>>>

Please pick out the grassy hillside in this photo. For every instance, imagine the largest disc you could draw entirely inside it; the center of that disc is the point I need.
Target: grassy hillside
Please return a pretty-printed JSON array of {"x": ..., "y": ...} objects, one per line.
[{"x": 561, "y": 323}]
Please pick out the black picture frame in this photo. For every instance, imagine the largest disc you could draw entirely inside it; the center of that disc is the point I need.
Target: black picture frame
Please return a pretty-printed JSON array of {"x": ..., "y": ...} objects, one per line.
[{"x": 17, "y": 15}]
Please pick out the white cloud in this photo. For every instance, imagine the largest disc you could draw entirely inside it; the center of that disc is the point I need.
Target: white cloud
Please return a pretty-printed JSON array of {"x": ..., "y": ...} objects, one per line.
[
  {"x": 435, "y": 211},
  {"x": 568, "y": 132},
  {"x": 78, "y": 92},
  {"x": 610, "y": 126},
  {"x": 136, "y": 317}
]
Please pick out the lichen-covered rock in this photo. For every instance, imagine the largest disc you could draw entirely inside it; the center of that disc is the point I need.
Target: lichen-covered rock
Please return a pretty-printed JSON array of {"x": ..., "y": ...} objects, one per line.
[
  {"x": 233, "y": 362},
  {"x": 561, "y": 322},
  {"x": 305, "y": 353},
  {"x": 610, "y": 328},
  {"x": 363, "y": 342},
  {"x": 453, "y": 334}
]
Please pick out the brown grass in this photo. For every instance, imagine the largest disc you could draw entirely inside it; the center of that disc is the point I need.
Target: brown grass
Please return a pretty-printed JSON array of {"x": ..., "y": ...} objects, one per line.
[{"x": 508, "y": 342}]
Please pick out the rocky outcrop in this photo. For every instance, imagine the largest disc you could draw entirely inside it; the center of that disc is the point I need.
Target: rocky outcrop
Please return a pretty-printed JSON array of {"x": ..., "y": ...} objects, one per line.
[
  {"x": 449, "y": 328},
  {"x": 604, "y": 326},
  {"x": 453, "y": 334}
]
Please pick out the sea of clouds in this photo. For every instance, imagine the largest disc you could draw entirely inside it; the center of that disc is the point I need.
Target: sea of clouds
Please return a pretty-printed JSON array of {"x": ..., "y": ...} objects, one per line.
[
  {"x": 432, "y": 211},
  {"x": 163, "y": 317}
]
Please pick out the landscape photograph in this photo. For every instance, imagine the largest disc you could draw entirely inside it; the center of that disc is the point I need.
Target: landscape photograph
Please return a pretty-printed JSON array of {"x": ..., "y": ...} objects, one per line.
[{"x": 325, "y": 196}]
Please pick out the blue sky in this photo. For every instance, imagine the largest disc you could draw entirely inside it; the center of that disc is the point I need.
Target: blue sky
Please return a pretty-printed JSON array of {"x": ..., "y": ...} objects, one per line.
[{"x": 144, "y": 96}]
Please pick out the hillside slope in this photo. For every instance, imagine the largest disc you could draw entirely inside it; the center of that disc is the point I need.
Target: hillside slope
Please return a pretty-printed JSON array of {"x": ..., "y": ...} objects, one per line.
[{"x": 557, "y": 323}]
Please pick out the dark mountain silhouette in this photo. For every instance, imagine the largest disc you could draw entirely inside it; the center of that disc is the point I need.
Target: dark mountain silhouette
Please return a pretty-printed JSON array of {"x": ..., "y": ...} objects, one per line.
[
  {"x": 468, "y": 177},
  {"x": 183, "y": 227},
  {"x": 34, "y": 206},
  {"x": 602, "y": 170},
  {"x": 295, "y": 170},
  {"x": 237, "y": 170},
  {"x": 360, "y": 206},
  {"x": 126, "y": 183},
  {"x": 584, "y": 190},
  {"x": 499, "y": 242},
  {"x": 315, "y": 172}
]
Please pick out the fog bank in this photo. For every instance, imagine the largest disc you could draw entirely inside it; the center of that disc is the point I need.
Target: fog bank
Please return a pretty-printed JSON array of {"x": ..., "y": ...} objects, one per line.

<<<

# Given task:
Put the lines from the line containing "Please pick out the fog" through the last line above into a JSON list of strings, one string per line, leaving out any blank lines.

# Full solution:
[
  "Please pick out the fog bank in this photo. For every instance, imagine the largest disc you could draw entirely inside it; the center of that disc is the point I need.",
  "Target: fog bank",
  "Please return a pretty-printed JSON array of {\"x\": ..., \"y\": ...} objects, one per line."
]